::: 提供テキスト :::

奥様のひとりごと~ヤクルト編③~

ひとりごと

いつの間にか、社長との面談が始まっていた。
「面接と思って、かしこまって答えなくていいから、
お仕事体験の感想を教えてください」

「はい!とても楽しかったです!!!」
小学生のような回答をしてしまった。

社長は一瞬目を丸め、驚いた表情をした。
「え??楽しかった??」

先輩ヤクルトレディについて行っただけなので、
特に私は苦労もしていない。
楽しい以外に、何もない。
たったこれだけで、4000円ももらえるなんて、
むしろ美味しい仕事だ。
お金の計算や、道を覚えるのは苦手だけど、
それもなんとかなると思った。
私の考えは甘い。

まさかの即決採用?ヤクルトレディになれるの?

社長「〇〇市に、行ったことはありますか?
実は、そのエリアがちょうど空いていて、
よければ配達をあなたに任せたいと思っています


(え?行ったことはあるけど…面接もなく配達エリアは決定なの?)

私「はい、ぜひ!よろしくお願いいたします」

よく考えて答えればよかったのだが、社長を目の前にしているので、
私もつい、軽い返事をしてしまった。

もしかして、これって、面接なのでは?
よくわからないままに、採用になったのか?

色々と謎が多かった。

社長「実は、明日から研修がはじまるので、
参加できますか?」

(え?明日???随分と急な話だな)

私「あ、はい。大丈夫です…」

::: 課題データ :::

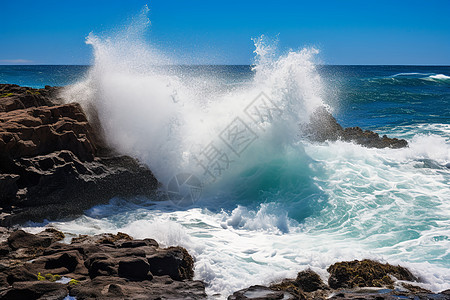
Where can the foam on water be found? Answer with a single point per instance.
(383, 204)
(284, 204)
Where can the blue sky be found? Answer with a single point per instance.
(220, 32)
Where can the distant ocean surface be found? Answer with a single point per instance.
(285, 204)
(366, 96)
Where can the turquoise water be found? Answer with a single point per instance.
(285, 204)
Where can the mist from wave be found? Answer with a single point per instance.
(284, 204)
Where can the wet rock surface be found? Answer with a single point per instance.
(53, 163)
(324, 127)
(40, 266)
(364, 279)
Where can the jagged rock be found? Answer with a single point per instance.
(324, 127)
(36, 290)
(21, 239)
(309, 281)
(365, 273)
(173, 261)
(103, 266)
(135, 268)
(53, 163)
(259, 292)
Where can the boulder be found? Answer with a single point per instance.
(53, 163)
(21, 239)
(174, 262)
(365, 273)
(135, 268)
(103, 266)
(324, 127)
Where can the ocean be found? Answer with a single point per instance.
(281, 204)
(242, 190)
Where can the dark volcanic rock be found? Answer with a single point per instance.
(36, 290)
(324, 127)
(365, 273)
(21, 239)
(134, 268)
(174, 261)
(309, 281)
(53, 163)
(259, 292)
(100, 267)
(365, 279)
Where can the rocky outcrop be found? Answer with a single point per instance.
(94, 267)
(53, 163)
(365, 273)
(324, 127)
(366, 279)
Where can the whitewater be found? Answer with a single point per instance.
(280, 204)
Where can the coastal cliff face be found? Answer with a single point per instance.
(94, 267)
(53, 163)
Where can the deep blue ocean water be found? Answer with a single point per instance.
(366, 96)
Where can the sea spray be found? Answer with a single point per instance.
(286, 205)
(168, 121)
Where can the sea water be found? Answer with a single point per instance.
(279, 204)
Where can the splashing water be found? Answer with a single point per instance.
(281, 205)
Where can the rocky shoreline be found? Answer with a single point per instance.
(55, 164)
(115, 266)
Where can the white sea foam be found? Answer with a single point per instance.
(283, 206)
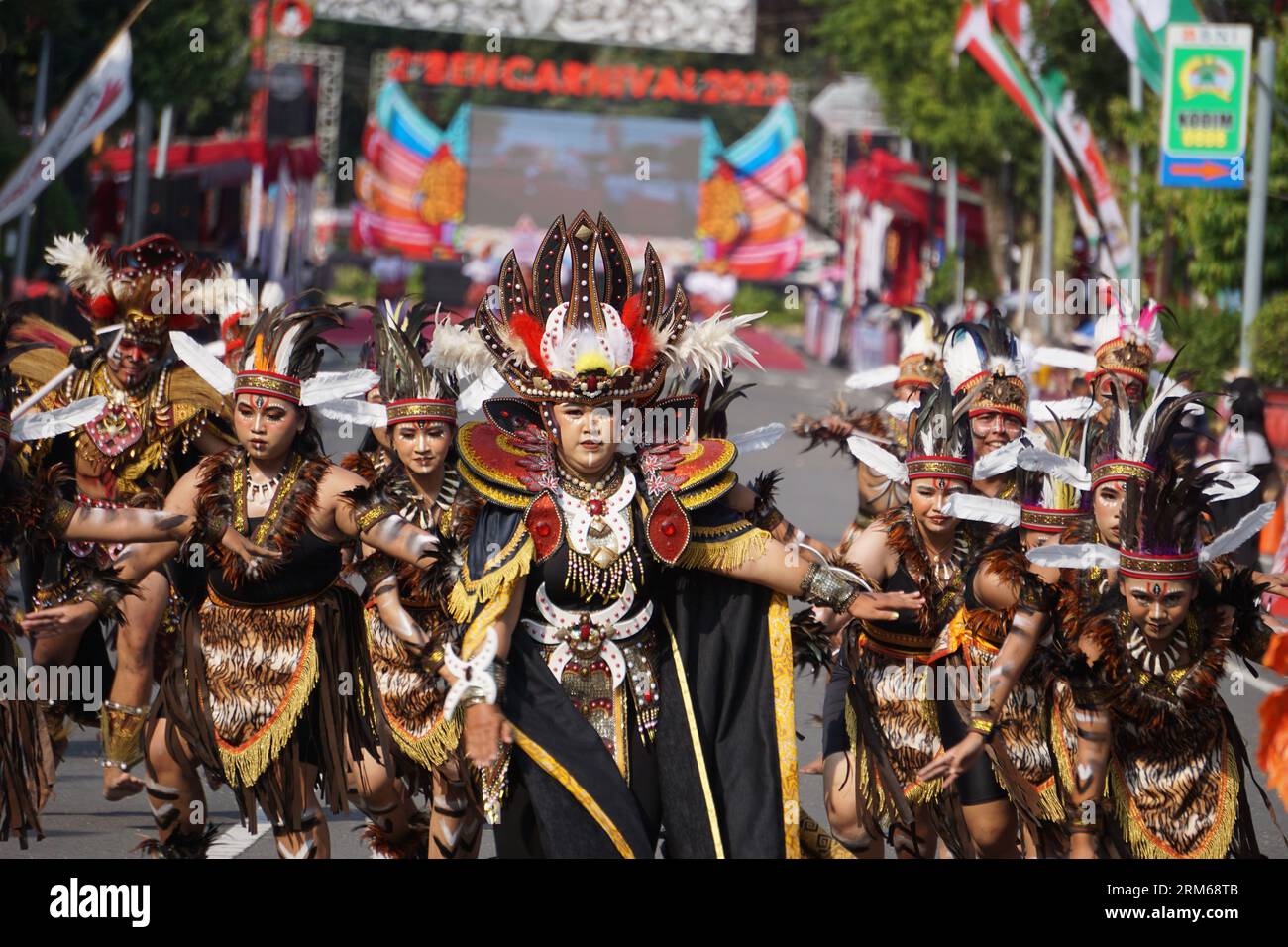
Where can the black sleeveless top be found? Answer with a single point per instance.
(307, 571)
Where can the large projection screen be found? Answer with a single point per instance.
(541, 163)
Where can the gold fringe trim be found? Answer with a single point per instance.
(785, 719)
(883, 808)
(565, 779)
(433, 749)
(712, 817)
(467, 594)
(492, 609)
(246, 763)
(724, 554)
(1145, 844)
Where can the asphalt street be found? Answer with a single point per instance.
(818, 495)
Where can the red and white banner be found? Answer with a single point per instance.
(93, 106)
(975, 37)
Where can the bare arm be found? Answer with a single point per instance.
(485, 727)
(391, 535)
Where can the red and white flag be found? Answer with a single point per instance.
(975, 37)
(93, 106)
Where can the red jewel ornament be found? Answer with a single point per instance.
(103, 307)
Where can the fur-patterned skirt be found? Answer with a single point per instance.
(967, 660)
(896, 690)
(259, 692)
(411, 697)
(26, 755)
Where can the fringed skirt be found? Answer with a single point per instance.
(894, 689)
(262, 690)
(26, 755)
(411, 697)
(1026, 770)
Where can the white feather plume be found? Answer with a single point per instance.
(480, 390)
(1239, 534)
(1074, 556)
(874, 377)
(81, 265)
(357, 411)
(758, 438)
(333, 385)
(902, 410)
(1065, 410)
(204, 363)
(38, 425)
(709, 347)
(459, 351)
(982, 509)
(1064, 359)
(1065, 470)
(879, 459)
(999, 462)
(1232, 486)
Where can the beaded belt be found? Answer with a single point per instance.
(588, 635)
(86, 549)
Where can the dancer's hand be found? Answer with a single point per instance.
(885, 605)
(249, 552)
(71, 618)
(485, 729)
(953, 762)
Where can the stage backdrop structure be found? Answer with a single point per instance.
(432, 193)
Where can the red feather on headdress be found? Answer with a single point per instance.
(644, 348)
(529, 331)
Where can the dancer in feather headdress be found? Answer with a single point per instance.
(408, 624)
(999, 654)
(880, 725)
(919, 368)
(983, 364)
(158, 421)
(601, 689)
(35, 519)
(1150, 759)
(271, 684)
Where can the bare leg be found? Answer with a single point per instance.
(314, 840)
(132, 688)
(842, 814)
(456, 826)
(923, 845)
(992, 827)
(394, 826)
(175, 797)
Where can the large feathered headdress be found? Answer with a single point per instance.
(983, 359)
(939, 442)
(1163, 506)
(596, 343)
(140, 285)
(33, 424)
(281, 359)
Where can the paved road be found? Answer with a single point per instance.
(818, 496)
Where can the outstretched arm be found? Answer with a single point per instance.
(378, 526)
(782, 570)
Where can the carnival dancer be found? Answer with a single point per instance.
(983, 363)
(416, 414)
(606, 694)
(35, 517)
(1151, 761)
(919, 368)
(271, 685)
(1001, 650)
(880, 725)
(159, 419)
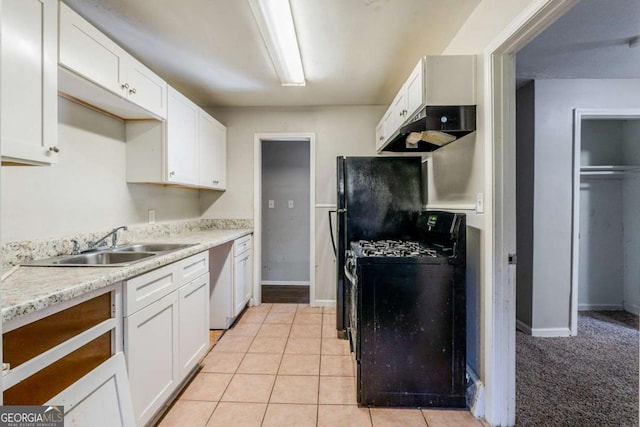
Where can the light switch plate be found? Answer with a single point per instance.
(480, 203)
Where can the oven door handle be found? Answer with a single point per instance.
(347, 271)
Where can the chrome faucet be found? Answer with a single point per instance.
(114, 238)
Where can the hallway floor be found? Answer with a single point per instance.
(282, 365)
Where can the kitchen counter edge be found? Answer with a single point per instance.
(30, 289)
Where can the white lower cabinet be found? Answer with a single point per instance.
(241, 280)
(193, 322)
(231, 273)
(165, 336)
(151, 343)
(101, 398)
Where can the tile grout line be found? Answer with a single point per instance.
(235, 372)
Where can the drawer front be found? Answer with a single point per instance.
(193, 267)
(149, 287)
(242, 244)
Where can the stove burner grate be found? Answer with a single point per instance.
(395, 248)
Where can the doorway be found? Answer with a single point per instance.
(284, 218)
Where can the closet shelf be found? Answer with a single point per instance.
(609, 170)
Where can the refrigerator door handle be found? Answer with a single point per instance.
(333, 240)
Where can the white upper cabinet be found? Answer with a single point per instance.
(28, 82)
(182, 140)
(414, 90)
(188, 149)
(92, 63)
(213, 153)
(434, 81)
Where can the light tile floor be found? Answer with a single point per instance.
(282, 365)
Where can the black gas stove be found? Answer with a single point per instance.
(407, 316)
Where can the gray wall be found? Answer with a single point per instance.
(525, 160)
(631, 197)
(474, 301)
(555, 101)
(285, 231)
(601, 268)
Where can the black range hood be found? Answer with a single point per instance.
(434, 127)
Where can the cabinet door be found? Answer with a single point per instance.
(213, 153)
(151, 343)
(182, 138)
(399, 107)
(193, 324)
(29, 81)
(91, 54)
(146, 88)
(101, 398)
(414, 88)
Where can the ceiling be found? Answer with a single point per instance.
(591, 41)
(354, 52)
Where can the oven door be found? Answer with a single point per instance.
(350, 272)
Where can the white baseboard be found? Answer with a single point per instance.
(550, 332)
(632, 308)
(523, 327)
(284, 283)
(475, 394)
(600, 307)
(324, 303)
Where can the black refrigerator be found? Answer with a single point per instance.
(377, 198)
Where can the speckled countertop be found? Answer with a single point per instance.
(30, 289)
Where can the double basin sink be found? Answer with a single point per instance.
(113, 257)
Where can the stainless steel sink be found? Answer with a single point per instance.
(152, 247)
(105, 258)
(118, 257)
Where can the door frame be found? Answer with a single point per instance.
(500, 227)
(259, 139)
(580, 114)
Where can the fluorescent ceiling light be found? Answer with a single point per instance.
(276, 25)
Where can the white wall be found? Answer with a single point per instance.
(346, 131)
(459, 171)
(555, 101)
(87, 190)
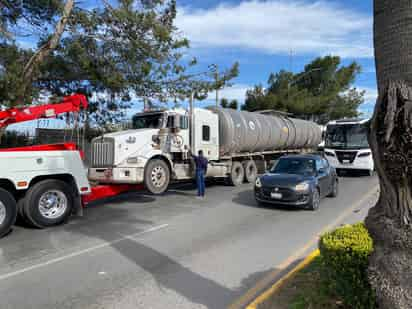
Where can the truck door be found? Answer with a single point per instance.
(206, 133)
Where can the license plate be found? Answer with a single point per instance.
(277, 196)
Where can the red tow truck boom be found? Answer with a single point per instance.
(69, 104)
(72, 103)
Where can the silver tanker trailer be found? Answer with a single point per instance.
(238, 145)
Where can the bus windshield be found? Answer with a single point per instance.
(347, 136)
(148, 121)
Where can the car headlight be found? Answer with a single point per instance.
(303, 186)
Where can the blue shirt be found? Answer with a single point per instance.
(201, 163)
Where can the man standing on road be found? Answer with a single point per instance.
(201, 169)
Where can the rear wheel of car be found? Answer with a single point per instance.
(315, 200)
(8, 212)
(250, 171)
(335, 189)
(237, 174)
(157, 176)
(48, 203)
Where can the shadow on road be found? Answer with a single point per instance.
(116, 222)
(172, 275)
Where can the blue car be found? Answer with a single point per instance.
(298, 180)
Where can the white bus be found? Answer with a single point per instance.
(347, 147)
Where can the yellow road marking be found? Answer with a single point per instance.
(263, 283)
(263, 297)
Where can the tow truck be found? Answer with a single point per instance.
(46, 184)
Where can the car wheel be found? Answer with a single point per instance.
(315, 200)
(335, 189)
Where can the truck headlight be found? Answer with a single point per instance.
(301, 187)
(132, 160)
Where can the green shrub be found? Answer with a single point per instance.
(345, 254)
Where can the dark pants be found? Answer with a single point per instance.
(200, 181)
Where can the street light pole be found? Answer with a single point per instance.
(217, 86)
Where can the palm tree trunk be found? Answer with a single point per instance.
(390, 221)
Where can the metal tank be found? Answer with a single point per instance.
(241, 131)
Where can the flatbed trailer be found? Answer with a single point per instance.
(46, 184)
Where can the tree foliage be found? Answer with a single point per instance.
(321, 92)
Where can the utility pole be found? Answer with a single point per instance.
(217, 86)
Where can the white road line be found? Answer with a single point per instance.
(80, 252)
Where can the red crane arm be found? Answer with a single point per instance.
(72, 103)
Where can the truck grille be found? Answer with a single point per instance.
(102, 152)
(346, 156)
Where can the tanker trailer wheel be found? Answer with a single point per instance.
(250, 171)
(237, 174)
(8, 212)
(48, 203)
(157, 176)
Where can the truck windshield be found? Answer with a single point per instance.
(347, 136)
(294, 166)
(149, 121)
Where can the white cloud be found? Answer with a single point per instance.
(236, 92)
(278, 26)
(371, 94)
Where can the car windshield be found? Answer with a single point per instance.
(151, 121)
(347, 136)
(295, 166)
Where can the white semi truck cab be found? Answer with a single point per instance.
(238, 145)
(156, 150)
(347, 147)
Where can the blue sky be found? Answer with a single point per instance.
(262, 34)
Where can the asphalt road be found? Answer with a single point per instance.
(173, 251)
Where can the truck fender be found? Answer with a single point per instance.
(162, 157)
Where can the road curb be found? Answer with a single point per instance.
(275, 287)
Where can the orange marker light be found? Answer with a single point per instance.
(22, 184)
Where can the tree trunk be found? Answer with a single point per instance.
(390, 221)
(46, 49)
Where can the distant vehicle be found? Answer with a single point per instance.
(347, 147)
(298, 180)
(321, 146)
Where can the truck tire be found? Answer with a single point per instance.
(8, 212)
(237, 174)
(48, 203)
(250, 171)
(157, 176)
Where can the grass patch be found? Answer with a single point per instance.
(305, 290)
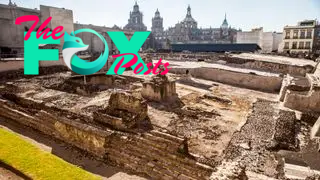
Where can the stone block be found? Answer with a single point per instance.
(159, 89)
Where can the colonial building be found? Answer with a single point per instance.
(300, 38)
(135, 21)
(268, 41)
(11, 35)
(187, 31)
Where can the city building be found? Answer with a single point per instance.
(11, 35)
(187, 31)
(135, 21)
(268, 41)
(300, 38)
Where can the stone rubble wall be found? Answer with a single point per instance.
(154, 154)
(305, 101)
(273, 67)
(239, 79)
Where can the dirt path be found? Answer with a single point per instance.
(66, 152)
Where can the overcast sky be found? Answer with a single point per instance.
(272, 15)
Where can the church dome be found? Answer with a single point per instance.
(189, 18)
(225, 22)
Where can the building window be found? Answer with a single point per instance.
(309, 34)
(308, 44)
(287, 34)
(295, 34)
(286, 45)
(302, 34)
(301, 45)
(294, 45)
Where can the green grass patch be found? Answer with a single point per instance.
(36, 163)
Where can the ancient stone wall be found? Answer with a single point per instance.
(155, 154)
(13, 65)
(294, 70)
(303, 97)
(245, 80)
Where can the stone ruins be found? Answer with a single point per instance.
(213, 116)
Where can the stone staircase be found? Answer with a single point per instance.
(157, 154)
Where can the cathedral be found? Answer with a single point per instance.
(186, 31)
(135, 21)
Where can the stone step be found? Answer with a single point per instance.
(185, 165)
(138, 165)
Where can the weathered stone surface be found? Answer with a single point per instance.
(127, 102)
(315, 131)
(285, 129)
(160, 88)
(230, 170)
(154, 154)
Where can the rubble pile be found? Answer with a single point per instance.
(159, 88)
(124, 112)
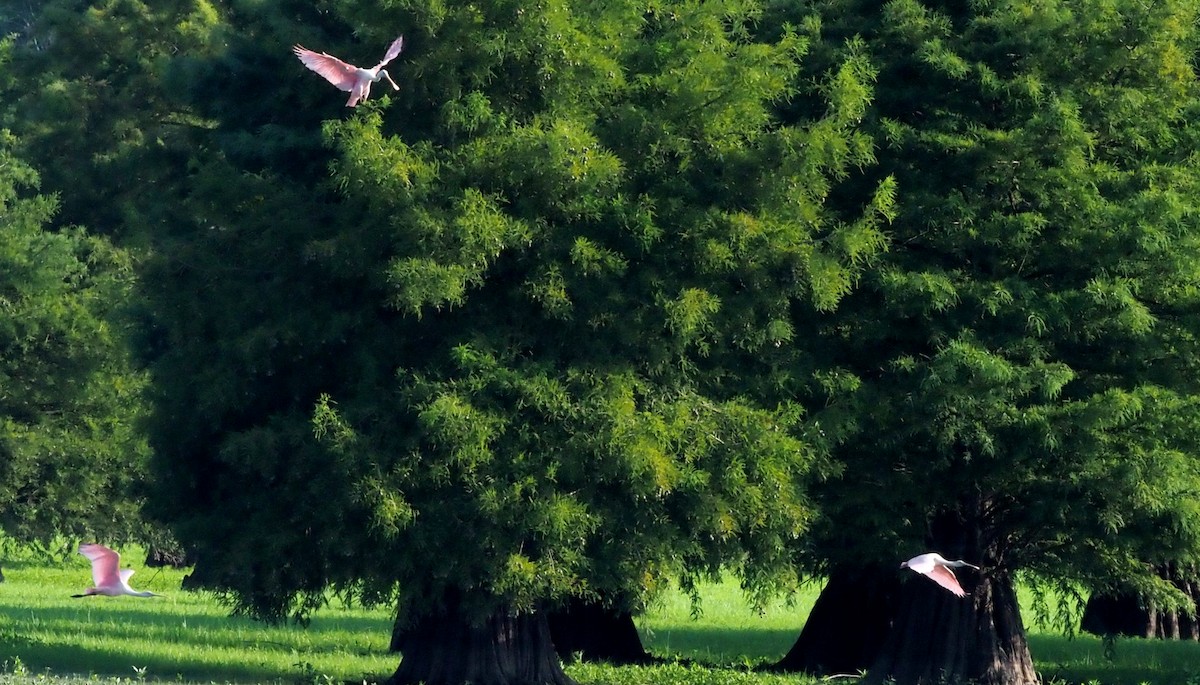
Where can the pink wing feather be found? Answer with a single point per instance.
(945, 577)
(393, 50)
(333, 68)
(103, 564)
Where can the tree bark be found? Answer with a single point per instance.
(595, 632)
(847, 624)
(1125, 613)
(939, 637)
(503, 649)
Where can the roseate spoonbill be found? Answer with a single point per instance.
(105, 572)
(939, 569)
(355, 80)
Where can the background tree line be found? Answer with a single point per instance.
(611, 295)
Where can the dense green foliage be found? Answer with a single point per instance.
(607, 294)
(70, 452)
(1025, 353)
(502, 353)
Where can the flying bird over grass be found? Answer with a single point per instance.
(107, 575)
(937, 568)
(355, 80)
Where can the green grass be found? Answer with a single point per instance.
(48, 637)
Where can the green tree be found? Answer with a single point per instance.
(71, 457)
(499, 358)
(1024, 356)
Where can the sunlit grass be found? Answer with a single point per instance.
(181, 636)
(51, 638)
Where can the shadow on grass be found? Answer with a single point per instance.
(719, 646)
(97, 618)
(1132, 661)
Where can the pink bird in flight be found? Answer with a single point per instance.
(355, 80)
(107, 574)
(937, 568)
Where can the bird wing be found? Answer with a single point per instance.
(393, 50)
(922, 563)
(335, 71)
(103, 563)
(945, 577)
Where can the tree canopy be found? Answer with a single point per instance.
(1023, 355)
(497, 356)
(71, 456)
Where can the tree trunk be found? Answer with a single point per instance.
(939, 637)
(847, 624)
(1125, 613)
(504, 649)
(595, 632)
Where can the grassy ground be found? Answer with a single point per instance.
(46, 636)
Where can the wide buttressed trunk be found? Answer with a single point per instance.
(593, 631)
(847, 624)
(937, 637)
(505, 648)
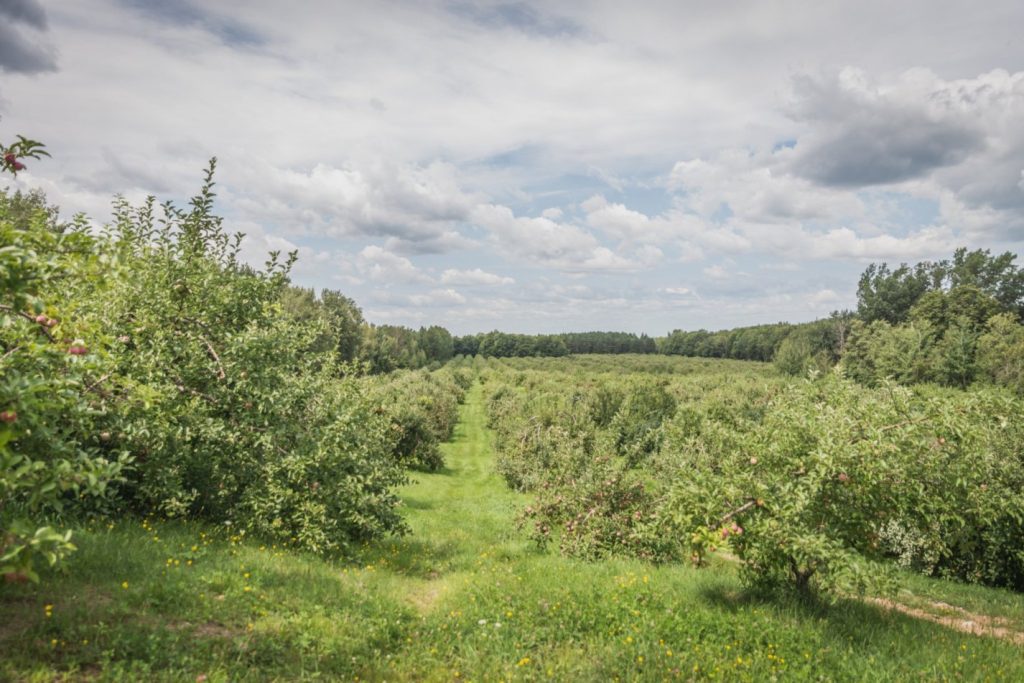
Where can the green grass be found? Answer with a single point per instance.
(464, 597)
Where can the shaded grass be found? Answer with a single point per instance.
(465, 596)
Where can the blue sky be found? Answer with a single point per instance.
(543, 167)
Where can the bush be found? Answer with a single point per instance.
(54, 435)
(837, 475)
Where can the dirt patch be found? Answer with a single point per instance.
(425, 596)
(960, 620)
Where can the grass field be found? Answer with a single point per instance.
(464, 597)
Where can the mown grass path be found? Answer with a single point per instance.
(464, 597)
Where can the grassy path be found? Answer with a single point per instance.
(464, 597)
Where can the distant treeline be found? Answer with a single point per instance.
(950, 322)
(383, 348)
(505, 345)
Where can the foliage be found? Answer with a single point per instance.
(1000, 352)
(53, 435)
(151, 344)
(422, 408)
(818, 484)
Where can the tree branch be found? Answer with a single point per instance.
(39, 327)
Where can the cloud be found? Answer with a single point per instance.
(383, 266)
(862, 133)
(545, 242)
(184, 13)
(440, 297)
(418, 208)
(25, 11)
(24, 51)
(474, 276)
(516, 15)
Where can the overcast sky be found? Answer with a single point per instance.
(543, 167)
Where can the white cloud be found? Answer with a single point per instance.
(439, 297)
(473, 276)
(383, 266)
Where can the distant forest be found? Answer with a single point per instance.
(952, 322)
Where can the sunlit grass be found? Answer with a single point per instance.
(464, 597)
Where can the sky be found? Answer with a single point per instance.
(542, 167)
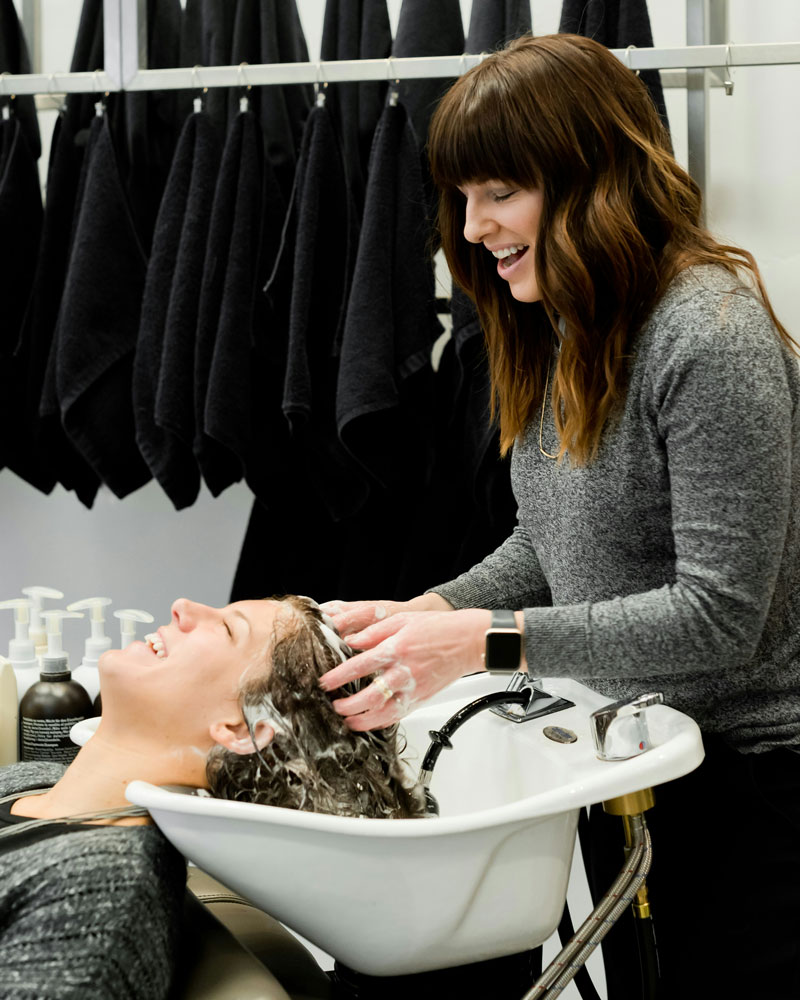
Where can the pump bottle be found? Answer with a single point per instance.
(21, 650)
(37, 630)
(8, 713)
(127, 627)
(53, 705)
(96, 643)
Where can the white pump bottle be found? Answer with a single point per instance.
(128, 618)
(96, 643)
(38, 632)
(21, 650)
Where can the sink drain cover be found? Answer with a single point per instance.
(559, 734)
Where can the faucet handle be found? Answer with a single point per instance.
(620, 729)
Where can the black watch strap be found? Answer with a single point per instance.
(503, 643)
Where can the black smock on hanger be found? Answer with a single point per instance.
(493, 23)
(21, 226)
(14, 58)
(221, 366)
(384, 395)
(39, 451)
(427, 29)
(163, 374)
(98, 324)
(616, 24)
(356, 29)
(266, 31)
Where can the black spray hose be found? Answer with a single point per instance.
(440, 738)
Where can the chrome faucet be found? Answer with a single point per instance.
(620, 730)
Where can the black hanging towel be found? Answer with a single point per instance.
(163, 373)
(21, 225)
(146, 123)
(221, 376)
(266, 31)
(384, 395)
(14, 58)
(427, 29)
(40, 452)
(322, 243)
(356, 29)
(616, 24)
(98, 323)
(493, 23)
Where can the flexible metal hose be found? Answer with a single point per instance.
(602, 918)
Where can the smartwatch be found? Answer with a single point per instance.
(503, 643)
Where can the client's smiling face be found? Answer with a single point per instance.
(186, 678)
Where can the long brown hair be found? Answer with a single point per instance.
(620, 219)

:::

▶ _出題 A_
ヤクルトレディの体験談で、社長は研修がいつから始まると言っていますか。
▶ _出題 B_
「trailer」という文字列を含む行を、項目からすべて抜き出してください。大文字と小文字は区別します。

▶ _解答 A_
明日からです。

▶ _解答 B_
Where can the silver tanker trailer be found? Answer with a single point per instance.
Where can the flatbed trailer be found? Answer with a single point per instance.
Where can the tanker trailer wheel be found? Answer with a single point per instance.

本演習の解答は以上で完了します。